> Aufgaben
• a. Prüfen Sie, ob die folgenden Aussagen mit dem vorliegenden Text übereinstimmen, und belegen Sie jede Antwort mit der entscheidenden Textstelle im Wortlaut: (i) Kurt Gutmann studierte an einer Hochschule in München. (ii) Amy Gutmann wurde 1949 in New York geboren. (iii) Der Botschafterposten ist seit weniger als einem halben Jahr unbesetzt.
• b. In welches Land führte die Odyssee der Familie Gutmann laut dem vorliegenden Text zuerst?

Dessen Redaktion hat sie vor acht Jahren erzählt, worauf der Entschluss ihres Vaters beruhte. Kurt Gutmann studierte an einer Hochschule in Nürnberg und wohnte bei Gasteltern, mit denen er sich recht gut verstand. Eines Tages sah er, wie auch die vermeintlichen Freunde bei einem Aufmarsch der Hitlerjugend am Straßenrand standen und salutierten. "Wenn selbst ihr so etwas tut, worauf steuert dieses Land dann zu?", gab seine Tochter wieder, was ihm schwante. Damals Anfang zwanzig, der Jüngste in seiner Familie, machte er seinen Eltern und den vier Geschwistern klar, dass man Deutschland schnellstens verlassen müsse. Die Odyssee führte zunächst nach Indien, bevor man, Jahre später, in die USA übersiedelte.

Nachfolge von Grenell

Nun kehrt Amy Gutmann, 1949 in New York geboren, aller Voraussicht nach zurück in das Land, aus dem ihr Vater fliehen musste. Joe Biden will sie als Botschafterin nominieren und damit einen Posten besetzen, der seit über zwölf Monaten vakant ist. Wird sie vom Senat bestätigt, folgt sie auf Richard Grenell, einen Diplomaten, der in erster Linie durch undiplomatische Belehrungen auffiel und sich gerade deshalb bei Donald Trump höchster Wertschätzung erfreute. Schon vor seinem offiziellen Abschied aus Berlin war er nach Washington zurückgekehrt, um vorübergehend die Arbeit der Geheimdienste zu koordinieren und seinem Idol im Wahlkampf zur Seite zu stehen.

> Zeilen
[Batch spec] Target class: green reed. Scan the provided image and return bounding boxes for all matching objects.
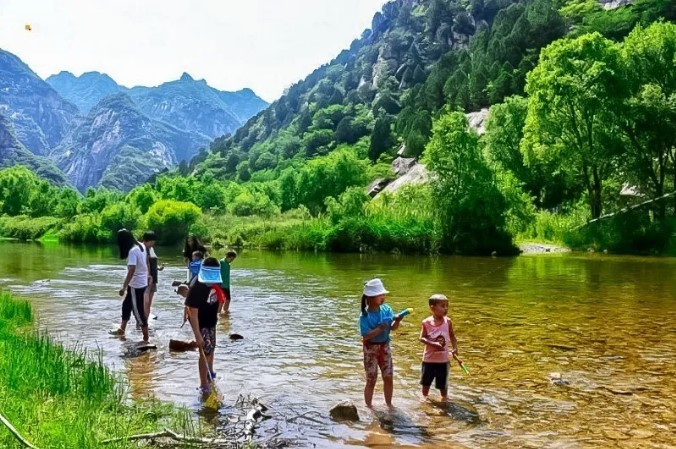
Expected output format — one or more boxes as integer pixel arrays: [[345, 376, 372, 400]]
[[0, 292, 195, 449]]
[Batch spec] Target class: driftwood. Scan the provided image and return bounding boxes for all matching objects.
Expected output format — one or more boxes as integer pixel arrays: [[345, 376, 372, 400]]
[[572, 192, 676, 231], [101, 428, 233, 446], [169, 339, 197, 351], [0, 413, 38, 449], [244, 399, 269, 441]]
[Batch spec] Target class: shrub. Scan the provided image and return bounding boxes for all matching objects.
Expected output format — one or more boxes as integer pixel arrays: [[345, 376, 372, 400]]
[[146, 200, 201, 244]]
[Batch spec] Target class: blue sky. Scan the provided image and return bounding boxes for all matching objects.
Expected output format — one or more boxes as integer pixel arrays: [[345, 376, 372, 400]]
[[0, 0, 386, 101]]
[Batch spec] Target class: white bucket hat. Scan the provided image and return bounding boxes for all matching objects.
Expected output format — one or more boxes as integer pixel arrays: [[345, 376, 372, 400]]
[[364, 278, 389, 296]]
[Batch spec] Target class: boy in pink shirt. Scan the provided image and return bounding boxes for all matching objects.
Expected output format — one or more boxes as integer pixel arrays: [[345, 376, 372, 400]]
[[420, 294, 458, 401]]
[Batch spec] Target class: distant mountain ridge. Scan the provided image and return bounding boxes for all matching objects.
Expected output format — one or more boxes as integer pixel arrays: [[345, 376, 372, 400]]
[[0, 49, 267, 191], [46, 72, 268, 139], [0, 50, 78, 155], [52, 93, 209, 190], [0, 114, 67, 185]]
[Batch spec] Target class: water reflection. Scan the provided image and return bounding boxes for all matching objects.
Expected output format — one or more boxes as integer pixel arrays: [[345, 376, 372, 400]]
[[0, 242, 676, 448]]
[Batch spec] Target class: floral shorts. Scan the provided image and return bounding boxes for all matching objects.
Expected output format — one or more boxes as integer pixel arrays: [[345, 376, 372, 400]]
[[200, 327, 216, 355], [364, 343, 394, 381]]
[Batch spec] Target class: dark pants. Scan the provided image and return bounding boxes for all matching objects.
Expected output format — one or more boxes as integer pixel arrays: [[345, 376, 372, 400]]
[[122, 287, 148, 326]]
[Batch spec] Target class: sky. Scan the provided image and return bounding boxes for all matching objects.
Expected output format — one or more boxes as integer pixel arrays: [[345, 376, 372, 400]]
[[0, 0, 386, 101]]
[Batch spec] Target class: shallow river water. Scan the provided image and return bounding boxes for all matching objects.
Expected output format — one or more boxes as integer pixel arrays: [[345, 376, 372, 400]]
[[0, 242, 676, 448]]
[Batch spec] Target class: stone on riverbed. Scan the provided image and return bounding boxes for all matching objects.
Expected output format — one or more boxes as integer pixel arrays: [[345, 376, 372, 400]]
[[329, 401, 359, 421]]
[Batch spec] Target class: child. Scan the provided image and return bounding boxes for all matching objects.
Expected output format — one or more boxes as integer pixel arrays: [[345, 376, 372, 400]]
[[359, 279, 402, 407], [219, 250, 237, 313], [188, 251, 204, 282], [185, 257, 223, 394], [420, 294, 458, 401], [143, 231, 164, 317], [110, 229, 148, 343]]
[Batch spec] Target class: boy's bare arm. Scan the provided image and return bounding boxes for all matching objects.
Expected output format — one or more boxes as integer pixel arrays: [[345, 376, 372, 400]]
[[448, 318, 458, 354], [120, 265, 136, 296]]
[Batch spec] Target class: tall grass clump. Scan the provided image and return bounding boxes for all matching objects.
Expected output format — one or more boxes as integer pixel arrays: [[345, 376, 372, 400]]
[[0, 216, 63, 240], [0, 292, 194, 449]]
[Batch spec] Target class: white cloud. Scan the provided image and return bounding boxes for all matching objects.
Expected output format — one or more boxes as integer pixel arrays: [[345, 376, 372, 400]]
[[0, 0, 385, 101]]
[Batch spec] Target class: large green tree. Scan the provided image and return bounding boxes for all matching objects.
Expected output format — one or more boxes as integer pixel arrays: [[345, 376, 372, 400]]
[[616, 23, 676, 217], [424, 112, 514, 254], [522, 33, 624, 218]]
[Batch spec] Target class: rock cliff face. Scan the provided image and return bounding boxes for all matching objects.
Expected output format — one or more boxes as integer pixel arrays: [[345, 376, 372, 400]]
[[129, 73, 267, 139], [0, 50, 78, 155], [47, 72, 267, 139], [52, 94, 209, 191], [45, 72, 126, 115], [0, 114, 66, 184], [0, 50, 267, 191]]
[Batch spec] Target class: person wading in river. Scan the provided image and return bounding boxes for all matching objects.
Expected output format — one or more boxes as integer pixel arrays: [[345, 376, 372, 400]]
[[185, 257, 224, 394], [359, 279, 403, 407], [143, 231, 164, 317], [110, 229, 150, 343]]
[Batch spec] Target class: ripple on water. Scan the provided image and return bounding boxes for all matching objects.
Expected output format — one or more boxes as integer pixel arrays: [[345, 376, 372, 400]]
[[0, 246, 676, 448]]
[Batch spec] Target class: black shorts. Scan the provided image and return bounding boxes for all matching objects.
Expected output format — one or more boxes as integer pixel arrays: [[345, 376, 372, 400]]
[[420, 362, 449, 390], [122, 287, 148, 326]]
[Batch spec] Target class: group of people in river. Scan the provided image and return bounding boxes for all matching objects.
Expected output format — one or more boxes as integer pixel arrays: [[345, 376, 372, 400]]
[[110, 229, 237, 394], [111, 229, 458, 407]]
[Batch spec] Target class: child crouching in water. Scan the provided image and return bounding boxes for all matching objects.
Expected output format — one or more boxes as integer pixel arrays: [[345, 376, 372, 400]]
[[420, 294, 458, 401], [185, 257, 224, 394], [359, 279, 402, 407]]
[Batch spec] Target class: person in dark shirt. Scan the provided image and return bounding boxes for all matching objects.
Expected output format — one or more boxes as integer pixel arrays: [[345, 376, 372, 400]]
[[185, 257, 224, 394]]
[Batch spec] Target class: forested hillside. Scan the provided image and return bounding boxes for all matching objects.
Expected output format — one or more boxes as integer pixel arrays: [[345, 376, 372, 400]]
[[193, 0, 675, 181]]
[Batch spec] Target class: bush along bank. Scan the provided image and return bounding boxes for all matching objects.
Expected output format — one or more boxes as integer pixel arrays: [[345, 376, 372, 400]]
[[0, 292, 194, 449]]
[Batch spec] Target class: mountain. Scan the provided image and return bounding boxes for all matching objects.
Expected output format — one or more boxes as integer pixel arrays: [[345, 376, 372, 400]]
[[51, 94, 208, 191], [129, 73, 267, 139], [47, 72, 268, 139], [45, 71, 127, 115], [0, 50, 267, 190], [0, 114, 66, 184], [193, 0, 674, 180], [0, 50, 78, 155]]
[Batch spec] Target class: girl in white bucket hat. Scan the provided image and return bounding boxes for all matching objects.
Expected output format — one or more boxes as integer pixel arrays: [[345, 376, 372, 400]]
[[359, 279, 402, 407]]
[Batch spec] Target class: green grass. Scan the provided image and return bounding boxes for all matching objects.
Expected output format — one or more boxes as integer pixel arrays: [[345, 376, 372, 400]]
[[0, 216, 62, 240], [0, 292, 194, 449]]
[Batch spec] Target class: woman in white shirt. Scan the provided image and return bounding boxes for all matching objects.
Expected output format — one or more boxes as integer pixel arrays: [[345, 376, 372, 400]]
[[111, 229, 149, 343]]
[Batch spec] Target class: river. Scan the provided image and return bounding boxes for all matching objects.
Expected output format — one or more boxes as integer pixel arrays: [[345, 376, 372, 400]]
[[0, 242, 676, 448]]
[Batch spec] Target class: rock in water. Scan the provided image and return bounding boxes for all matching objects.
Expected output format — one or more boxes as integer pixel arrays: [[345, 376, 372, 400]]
[[329, 401, 359, 422]]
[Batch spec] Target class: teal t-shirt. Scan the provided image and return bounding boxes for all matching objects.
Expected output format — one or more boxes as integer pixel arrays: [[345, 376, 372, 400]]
[[221, 259, 230, 288], [359, 304, 394, 343]]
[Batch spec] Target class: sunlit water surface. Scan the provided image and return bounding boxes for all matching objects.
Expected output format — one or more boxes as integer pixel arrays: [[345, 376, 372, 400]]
[[0, 242, 676, 448]]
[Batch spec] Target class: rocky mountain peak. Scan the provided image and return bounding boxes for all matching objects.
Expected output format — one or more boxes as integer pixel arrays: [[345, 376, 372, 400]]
[[179, 72, 195, 81]]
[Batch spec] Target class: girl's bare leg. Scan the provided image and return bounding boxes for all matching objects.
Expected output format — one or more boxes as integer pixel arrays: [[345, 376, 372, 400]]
[[383, 376, 394, 407], [364, 377, 378, 407]]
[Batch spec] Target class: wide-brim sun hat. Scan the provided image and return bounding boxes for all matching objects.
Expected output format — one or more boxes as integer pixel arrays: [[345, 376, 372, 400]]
[[197, 264, 223, 284], [364, 278, 389, 296]]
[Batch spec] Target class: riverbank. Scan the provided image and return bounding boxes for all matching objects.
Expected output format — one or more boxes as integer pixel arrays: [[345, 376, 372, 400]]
[[0, 292, 195, 449], [0, 206, 676, 256]]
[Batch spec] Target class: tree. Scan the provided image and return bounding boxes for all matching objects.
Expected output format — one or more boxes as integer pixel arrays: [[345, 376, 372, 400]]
[[369, 115, 395, 162], [0, 165, 38, 216], [483, 96, 577, 208], [523, 33, 622, 218], [424, 112, 515, 254], [616, 23, 676, 217], [146, 200, 201, 244]]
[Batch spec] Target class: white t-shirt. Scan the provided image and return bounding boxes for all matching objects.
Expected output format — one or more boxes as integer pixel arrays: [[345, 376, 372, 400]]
[[127, 245, 148, 288]]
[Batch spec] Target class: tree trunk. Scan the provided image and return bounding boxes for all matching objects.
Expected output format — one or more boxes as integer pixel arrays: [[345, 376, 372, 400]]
[[589, 166, 603, 218]]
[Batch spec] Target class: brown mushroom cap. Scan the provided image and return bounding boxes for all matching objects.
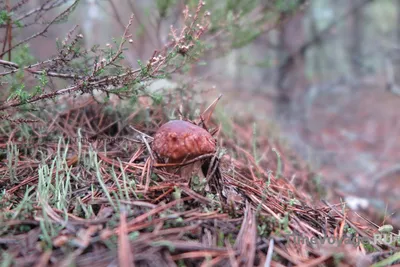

> Lösungen
• a.
(i) Nein: „Kurt Gutmann studierte an einer Hochschule in Nürnberg“
(ii) Ja: „Amy Gutmann, 1949 in New York geboren“
(iii) Nein: „der seit über zwölf Monaten vakant ist“

• b. Nach Indien.